--- Begin Passage to read ---
# Flybrids, flywheel batteries, flywheel regen?



## Valk (Apr 13, 2011)

Been doing a bunch of reading around since i joined a few days ago and have taken ina bunch of knowledge in a short time. still a longggggg long way to doing a conversion, limited almost entirely by funds but can never have too much information when the time comes to actually buy shit.

I remember way back when i was young seeing a show on tv. Was called Beyond 2000 and they had an episode where they talked about flywheel battery powered electric car concepts.

I know thise technology has been developed for heavy industry, F1 ect, but I wonder if anyone has done a homebrew implimentation.

Seems like a no brainer when it comes to regenerative braking since oyu lose a lot of energy in the conversion process converting kinetic to electric to chemical, back to electric back to kinetic. 


the idea of keeping the energy stored kineticly sounds the most efficient but could that energy be used to launch the vehicle from a stop with fixed gearing or would a cvt be a requirement?
trying to think of how we could accomplish this without additional expensive transmissions. 
I was thinking of a one way gearing that would engage witha clutch when the brake pedal is depressed. the flywheel would spin up to its peak rpm in that gearing and the when the vehicle starts to slow down the one way gearing would prevent it from slowing the flywheel. 
in a stick car, you could just continue your standard gear down to come to a complete stop. 

seems like getting the most ideal rpm back into the flywheel would require a continuously variable gear ratio though. 

another idea is to build your flywheel storage like a sealed electric motor. the rotor is the flywheel and its sealed in a vacuum cylinder. when you apply brake pressure your electric motor goes into regen mode and instead of applying current to the battery subsystem, it goes into the flywheel storage and spins it up just like a standard motor. 

I know this exists but it doesnt seem so hard to accomplish for somone with some basic machine tool experience. 

while on the topic of exotic energy systems, why not a solar powered sterling generator when the car is parked? great a thermo solar panel in the cars roof to heat a working fluid that powers a sterling generator to charge up the batteries when your away. such a system could be very light.

other idea?


----------



## Woodsmith (Jun 5, 2008)

I looked into this as a thesis idea but was 'discouraged' from following it up.
--- End Passage to read ---
--- Begin Data section ---
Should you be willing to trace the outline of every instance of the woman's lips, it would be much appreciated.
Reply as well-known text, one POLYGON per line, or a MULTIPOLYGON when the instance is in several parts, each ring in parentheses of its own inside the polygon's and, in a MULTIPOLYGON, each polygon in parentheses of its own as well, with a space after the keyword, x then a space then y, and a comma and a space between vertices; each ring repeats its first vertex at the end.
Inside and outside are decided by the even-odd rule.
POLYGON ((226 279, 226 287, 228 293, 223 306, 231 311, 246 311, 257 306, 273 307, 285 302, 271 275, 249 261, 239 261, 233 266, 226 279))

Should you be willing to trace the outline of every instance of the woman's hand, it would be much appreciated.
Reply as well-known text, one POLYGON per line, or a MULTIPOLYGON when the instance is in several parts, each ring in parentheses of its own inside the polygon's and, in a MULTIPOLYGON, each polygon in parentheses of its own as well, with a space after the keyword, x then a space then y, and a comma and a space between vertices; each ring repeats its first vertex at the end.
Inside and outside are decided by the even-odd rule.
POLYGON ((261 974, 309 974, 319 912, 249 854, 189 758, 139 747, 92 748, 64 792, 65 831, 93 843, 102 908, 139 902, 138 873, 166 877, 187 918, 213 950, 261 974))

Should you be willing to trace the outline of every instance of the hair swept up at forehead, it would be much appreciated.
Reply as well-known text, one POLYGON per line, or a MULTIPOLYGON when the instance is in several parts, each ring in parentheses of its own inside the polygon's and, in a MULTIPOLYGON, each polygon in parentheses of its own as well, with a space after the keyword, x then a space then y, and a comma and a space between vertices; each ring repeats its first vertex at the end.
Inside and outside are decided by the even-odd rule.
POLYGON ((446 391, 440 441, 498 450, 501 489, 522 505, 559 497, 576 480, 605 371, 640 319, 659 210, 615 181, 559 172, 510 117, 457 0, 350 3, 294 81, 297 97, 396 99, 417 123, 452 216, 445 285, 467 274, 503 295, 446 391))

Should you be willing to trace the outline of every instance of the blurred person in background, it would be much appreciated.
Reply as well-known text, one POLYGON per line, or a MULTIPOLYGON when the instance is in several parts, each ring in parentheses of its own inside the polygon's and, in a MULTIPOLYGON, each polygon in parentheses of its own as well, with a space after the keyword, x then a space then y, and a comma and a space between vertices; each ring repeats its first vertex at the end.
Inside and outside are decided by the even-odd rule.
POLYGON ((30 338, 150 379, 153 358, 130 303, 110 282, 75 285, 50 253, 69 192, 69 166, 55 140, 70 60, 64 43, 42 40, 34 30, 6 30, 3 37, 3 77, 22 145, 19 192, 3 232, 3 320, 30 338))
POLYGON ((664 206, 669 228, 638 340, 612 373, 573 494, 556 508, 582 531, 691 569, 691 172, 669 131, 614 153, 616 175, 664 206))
--- End Data section ---
● Parts of the exercise
#1 From the flywheel thread, copy the text starting with "I know thise" and going on through "slowing the flywheel.".
#2 In the flywheel thread, what TV show does Valk recall having an episode on flywheel battery powered electric car concepts?

● Expected results
#1
I know thise technology has been developed for heavy industry, F1 ect, but I wonder if anyone has done a homebrew implimentation.

Seems like a no brainer when it comes to regenerative braking since oyu lose a lot of energy in the conversion process converting kinetic to electric to chemical, back to electric back to kinetic. 


the idea of keeping the energy stored kineticly sounds the most efficient but could that energy be used to launch the vehicle from a stop with fixed gearing or would a cvt be a requirement?
trying to think of how we could accomplish this without additional expensive transmissions. 
I was thinking of a one way gearing that would engage witha clutch when the brake pedal is depressed. the flywheel would spin up to its peak rpm in that gearing and the when the vehicle starts to slow down the one way gearing would prevent it from slowing the flywheel.

#2 Beyond 2000